Work to complete:
Exactly the lines from the one containing "example: [67, 239]" through the final line of the listing are to be retyped, and nothing more.

Rows from a dataset:
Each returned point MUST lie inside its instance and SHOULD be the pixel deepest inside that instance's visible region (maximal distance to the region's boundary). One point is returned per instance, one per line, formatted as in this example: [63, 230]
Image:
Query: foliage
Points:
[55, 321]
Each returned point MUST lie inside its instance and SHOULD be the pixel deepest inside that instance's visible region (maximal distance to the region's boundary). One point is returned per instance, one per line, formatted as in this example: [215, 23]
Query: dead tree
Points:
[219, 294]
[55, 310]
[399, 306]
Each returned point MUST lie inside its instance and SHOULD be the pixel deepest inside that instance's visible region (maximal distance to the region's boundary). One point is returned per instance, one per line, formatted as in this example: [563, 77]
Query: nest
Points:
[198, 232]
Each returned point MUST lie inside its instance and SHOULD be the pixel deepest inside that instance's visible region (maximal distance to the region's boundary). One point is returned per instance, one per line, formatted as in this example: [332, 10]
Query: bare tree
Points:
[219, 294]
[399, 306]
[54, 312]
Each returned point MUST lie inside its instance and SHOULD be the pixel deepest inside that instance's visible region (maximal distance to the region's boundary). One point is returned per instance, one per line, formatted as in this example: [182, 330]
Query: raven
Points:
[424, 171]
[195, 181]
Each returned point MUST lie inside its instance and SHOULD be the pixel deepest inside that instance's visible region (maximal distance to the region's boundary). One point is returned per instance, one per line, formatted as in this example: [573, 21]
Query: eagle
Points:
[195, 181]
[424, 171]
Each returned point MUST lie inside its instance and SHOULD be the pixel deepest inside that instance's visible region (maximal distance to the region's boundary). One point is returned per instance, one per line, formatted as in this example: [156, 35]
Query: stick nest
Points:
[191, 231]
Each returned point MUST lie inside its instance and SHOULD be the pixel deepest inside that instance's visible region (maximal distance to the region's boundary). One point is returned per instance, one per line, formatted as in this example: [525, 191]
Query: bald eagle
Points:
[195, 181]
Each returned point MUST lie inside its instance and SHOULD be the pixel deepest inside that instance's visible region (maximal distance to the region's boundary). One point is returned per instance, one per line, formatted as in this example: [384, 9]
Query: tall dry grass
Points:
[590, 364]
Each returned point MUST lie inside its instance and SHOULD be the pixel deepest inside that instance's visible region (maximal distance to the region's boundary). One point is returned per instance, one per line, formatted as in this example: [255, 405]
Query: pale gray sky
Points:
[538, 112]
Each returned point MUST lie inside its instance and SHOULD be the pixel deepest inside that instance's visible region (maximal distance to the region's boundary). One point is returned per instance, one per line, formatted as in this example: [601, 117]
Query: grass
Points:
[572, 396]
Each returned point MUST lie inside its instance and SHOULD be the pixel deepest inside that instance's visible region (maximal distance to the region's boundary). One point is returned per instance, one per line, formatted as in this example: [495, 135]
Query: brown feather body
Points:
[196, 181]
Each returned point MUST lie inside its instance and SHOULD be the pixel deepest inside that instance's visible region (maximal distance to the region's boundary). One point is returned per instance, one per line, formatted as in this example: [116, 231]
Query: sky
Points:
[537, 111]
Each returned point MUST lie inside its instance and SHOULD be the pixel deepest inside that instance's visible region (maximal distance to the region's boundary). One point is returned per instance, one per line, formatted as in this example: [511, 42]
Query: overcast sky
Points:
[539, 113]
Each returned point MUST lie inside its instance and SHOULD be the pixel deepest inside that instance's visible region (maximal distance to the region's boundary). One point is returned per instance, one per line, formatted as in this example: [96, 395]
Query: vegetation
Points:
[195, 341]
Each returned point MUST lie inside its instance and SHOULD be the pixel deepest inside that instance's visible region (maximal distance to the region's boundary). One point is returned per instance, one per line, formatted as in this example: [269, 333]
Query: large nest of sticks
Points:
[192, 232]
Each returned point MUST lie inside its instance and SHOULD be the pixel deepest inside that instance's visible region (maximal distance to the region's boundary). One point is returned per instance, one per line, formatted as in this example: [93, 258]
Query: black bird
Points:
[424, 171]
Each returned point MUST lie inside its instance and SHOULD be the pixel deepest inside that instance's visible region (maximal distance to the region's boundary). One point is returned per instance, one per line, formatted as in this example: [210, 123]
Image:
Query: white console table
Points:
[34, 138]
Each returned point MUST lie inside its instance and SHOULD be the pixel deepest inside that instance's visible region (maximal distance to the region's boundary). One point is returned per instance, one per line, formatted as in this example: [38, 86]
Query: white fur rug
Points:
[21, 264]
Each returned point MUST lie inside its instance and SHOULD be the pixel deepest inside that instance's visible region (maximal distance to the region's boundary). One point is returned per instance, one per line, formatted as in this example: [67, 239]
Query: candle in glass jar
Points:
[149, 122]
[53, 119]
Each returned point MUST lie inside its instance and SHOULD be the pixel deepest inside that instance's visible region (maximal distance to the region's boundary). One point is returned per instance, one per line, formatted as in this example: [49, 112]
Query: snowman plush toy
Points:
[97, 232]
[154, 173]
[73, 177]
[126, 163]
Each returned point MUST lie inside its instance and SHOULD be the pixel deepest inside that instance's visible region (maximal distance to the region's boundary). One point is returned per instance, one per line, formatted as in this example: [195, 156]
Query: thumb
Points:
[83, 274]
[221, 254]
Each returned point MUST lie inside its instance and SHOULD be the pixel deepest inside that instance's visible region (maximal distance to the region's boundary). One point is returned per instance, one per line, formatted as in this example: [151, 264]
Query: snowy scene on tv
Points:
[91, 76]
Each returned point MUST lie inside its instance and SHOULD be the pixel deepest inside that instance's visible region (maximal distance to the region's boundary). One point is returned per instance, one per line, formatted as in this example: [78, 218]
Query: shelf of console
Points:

Output for this exercise:
Each returned point MUST lie inside its instance and SHOULD be the pixel deepest inside that instance's visible region (maximal distance to the region's boundary). One point is returned per instance, one per line, formatted as in this example: [67, 239]
Query: candle in glass jar
Points:
[149, 122]
[53, 119]
Each returned point MUST lie inside its instance and SHOULD be the pixel deepest inside that instance's visible region (maximal distance to the region's boundary). One point is returned per instance, one per line, formatted as in this example: [49, 112]
Query: snowman plush toy
Points:
[97, 232]
[154, 173]
[73, 177]
[126, 163]
Each returned point MUST lie inside its instance and SHOULD be the pixel deepest inside that instance's visible region (maximal distance to the region's boundary). One point is returned per instance, one per line, formatted as in this example: [195, 156]
Query: thumb
Points:
[83, 274]
[221, 254]
Each returned point MUST lie inside its instance and SHOULD be the pixel deepest inside that instance's visible region (maximal distance to the region's boundary). One point is returned per instance, one per line, formatted as in this example: [151, 264]
Query: snowy scene on tv
Points:
[91, 76]
Each returned point MUST lie inside its instance and SHOULD be the pixel deepest inside that instance's visible region (maximal distance to the region's boundary). One point is returned per instance, one per line, formatted as in this example: [78, 218]
Query: shelf of console
Points:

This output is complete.